Série d'exercices:
a) Reproduisez à l'identique les lignes de données, depuis la ligne contenant « outline bokeh background » jusqu'à la dernière ligne de données incluse.
b) Reprenez le passage sur l'inscription du principe de subsidiarité dans la Constitution et poursuivez-le à partir de sa dernière phrase.

Extrait du texte:
──────────

Ce principe est d'essence fédérale. La France est un Etat unitaire et le fédéralisme ne correspond pas à son histoire.
La constitutionnalisation de ce principe risque de porter atteinte au principe d'égalité des citoyens devant la loi et d'indivisibilité de la République.
La reconnaissance de ce principe au plan constitutionnel pourrait se traduire par le fait de dépouiller l'Etat de ses prérogatives principales de définition des politiques nationales et porterait en germe la perte de légitimité de la représentation nationale à prendre des décisions qui relèvent constitutionnellement de ses prérogatives. Rien ne justifie non plus l'inscription du principe de subsidiarité dans la Constitution pour donner un nouvel élan à la décentralisation. Le cadre constitutionnel en vigueur laisse toute latitude à la loi pour approfondir la décentralisation et donc transférer des compétences à la collectivité apte à les exercer au niveau le plus proche des citoyens et de façon la plus efficace.
Inscrire ce principe dans la Constitution, c'est aussi donner au Conseil constitutionnel la faculté d'apprécier quelle sera la collectivité territoriale la plus à même à prendre les décisions pour les compétences transférées. La rédaction choisie pour cet alinéa, les termes « vocation » et « le mieux » qui sont l'un et l'autre particulièrement flous apparaît incompatible avec la vigueur et la clarté qu'on est en droit d'attendre d'un texte constitutionnel.
Le rapporteur de la commission des Lois de l'Assemblée nationale a lui aussi relevé cet inconvénient. En effet, il a souligné qu'il s'agit "d'un objectif et non d'une obligation", qu'"il est en effet très complexe d'apprécier le niveau de décision adéquat et il est à craindre qu'une rédaction trop contraignante ne donne lieu à un contentieux abondant ». Enfin, il a rappelé que le Sénat avait exprimé en première lecture les mêmes craintes sur la marge d'appréciation laissée au législateur. En faire un simple objectif pourrait vouloir dire qu'il n'y a plus d'obligation à donner les meilleures compétences aux collectivités territoriales et donc à répondre aux besoins des citoyens.

──────────

Lignes de données:
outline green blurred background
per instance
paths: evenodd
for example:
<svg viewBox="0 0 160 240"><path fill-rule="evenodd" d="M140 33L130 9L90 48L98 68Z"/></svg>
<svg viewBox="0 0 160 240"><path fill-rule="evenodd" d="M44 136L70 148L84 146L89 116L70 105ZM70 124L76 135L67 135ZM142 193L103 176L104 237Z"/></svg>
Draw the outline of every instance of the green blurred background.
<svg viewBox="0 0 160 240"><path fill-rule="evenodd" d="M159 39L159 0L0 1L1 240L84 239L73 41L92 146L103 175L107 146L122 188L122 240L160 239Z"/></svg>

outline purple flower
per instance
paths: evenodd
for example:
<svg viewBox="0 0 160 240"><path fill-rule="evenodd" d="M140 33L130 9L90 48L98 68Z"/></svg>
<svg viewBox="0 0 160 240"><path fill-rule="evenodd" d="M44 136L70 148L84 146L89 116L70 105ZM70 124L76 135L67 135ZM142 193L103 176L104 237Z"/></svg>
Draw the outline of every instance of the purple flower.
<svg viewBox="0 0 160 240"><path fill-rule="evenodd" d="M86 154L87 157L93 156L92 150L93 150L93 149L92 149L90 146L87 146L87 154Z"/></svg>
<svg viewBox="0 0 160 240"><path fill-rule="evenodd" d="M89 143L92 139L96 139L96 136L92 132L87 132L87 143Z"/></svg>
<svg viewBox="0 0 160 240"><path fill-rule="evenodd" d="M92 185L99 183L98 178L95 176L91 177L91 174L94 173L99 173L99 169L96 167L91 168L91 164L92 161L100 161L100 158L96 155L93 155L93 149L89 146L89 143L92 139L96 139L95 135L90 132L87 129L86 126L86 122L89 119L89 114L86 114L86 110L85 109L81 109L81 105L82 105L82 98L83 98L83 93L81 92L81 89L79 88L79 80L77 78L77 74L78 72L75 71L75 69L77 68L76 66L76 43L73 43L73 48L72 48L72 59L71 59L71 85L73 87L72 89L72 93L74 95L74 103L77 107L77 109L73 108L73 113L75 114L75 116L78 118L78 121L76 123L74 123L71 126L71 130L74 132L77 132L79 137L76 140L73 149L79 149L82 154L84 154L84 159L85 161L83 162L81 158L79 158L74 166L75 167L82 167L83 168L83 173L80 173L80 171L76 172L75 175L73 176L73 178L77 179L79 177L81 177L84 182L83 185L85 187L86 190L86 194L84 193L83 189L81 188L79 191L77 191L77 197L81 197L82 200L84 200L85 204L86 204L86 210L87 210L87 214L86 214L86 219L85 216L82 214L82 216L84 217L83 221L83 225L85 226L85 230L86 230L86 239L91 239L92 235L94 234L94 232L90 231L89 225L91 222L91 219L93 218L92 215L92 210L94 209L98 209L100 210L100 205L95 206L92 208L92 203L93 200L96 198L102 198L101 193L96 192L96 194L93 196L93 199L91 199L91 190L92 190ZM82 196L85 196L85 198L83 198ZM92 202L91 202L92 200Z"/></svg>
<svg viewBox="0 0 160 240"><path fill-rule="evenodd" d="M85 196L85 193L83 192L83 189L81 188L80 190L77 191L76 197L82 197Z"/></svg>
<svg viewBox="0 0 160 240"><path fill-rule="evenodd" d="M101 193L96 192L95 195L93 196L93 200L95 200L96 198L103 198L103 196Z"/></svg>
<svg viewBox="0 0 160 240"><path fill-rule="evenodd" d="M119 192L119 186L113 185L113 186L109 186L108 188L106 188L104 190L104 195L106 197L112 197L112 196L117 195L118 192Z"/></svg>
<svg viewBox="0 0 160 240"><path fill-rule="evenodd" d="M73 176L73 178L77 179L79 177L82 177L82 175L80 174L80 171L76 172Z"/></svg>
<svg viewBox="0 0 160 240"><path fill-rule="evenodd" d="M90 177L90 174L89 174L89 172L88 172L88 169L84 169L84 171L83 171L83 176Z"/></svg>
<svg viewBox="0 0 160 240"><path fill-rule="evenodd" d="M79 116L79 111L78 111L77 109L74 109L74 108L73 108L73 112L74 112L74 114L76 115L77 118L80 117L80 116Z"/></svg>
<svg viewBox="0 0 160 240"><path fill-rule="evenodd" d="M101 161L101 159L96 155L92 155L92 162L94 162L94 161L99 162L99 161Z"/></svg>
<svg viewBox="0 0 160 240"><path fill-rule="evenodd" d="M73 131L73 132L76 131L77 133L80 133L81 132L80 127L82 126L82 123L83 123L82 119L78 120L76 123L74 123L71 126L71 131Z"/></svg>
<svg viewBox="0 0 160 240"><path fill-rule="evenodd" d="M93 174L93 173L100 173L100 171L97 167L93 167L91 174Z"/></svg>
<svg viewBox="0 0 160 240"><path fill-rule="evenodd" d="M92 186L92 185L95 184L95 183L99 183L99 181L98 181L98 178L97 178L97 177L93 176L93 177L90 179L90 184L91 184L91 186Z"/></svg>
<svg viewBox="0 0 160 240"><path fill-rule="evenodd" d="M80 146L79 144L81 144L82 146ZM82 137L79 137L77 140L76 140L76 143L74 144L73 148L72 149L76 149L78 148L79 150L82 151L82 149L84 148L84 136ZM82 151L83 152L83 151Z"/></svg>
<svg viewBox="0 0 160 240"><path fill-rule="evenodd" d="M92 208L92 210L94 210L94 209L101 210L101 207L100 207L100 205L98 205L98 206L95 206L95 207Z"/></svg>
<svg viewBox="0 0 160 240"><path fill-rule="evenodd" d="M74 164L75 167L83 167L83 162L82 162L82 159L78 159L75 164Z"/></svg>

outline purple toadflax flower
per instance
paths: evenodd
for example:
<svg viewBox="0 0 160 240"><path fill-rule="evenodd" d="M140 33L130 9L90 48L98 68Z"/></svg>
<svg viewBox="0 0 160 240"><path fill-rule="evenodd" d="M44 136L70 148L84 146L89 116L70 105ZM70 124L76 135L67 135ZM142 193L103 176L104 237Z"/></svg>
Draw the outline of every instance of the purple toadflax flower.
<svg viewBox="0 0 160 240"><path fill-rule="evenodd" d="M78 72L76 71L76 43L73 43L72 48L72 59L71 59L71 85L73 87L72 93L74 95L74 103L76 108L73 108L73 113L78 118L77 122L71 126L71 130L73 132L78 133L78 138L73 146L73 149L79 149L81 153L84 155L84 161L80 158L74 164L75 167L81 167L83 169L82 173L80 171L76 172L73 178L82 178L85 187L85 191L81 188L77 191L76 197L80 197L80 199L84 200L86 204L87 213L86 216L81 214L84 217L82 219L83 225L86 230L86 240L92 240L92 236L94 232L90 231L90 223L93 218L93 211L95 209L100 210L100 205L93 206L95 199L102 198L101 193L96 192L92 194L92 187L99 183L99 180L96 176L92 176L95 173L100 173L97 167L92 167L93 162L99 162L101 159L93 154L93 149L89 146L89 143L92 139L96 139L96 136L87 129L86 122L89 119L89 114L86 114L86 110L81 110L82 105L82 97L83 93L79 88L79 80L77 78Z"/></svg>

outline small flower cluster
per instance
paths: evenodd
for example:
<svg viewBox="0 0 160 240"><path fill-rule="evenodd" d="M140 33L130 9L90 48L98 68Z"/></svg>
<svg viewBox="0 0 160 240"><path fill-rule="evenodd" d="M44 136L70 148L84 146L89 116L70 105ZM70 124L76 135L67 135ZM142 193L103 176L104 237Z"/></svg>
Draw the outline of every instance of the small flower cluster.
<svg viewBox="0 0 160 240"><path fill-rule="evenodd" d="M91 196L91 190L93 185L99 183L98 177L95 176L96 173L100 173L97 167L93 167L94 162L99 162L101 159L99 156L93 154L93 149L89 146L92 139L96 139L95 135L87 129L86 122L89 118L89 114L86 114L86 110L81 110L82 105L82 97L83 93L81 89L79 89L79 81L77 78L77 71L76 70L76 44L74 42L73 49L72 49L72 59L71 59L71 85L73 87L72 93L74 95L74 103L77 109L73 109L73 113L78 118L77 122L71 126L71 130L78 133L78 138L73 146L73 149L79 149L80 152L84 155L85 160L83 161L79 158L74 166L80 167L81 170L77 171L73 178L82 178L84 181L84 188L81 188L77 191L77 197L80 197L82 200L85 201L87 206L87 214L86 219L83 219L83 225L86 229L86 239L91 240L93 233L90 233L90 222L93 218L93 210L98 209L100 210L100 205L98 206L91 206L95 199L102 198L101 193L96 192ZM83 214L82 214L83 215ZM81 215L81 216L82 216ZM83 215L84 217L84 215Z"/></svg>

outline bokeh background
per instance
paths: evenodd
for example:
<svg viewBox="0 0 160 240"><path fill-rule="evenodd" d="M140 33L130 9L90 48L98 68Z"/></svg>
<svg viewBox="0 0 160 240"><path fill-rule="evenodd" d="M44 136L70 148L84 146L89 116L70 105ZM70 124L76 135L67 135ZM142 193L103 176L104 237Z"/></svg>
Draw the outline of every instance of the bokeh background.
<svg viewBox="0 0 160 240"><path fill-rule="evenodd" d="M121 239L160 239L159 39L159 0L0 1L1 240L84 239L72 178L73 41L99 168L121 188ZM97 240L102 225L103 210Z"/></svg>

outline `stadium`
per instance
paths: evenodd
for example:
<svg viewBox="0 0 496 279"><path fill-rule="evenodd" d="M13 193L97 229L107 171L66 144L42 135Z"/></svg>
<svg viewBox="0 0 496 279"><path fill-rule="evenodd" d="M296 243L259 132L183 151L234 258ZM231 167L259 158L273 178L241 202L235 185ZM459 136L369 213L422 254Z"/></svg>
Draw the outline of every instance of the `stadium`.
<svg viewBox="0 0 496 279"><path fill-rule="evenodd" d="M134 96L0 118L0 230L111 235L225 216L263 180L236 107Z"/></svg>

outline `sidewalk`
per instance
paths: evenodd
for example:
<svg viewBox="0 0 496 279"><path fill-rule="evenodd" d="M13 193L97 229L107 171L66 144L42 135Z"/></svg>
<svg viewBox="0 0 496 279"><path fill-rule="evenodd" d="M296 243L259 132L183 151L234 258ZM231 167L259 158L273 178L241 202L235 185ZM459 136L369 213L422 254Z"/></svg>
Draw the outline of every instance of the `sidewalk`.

──────────

Réponses par exercice:
a)
outline bokeh background
per instance
paths: evenodd
for example:
<svg viewBox="0 0 160 240"><path fill-rule="evenodd" d="M140 33L130 9L90 48L98 68Z"/></svg>
<svg viewBox="0 0 160 240"><path fill-rule="evenodd" d="M44 136L70 148L84 146L89 116L70 105ZM70 124L76 135L67 135ZM142 193L103 176L104 237Z"/></svg>
Draw the outline of every instance of the bokeh background.
<svg viewBox="0 0 160 240"><path fill-rule="evenodd" d="M121 239L160 239L159 39L159 0L0 1L1 240L84 239L72 178L73 41L99 168L121 188ZM97 240L102 225L103 210Z"/></svg>

outline `stadium`
per instance
paths: evenodd
for example:
<svg viewBox="0 0 496 279"><path fill-rule="evenodd" d="M13 193L97 229L107 171L66 144L42 135Z"/></svg>
<svg viewBox="0 0 496 279"><path fill-rule="evenodd" d="M296 243L259 132L183 151L234 258ZM231 167L259 158L273 178L241 202L235 185ZM459 136L369 213L422 254Z"/></svg>
Draw the outline of every instance of the `stadium`.
<svg viewBox="0 0 496 279"><path fill-rule="evenodd" d="M134 96L0 118L0 230L111 235L225 216L263 180L236 107Z"/></svg>

outline `sidewalk`
per instance
paths: evenodd
for example:
<svg viewBox="0 0 496 279"><path fill-rule="evenodd" d="M13 193L97 229L107 171L66 144L42 135Z"/></svg>
<svg viewBox="0 0 496 279"><path fill-rule="evenodd" d="M296 243L259 132L183 151L234 258ZM231 167L259 158L273 178L241 202L235 185ZM459 136L369 213L422 254Z"/></svg>
Draw the outline of every instance of the `sidewalk`.

b)
La modification introduite par l'Assemblée nationale qui tend a substituer les termes "vocation à mettre en œuvre" par les termes "vocation à prendre les décisions" afin d'affirmer que les collectivités territoriales ont un pouvoir de décision dans le cadre de l'exercice de leurs compétences amène le rapporteur de notre commission des Lois à s'interroger sur l'utilité de cette précision.
En fait, cette nouvelle rédaction suscite encore plus de réserves et d'interrogations.
Est-ce à dire qu'une collectivité territoriale pourra décider librement de s'occuper de certaines questions (y compris des compétences régaliennes) si elle estime être, le mieux à même de les régler ? En effet, si la loi ne l'a pas prévu, les collectivités territoriales demanderont à mener des expérimentations (dont il est clairement établi qu'elles sont inscrites dans la Constitution pour affaiblir le principe d'égalité), ce qui aboutira à une décentralisation aléatoire et mal définie, « en rupture » avec une décentralisation républicaine. Le droit à l'expérimentation est d'ailleurs présenté comme le corollaire du principe de « subsidiarité ».
Le risque est aussi celui d'une décharge de l'Etat sur les collectivités territoriales sans compensation financière.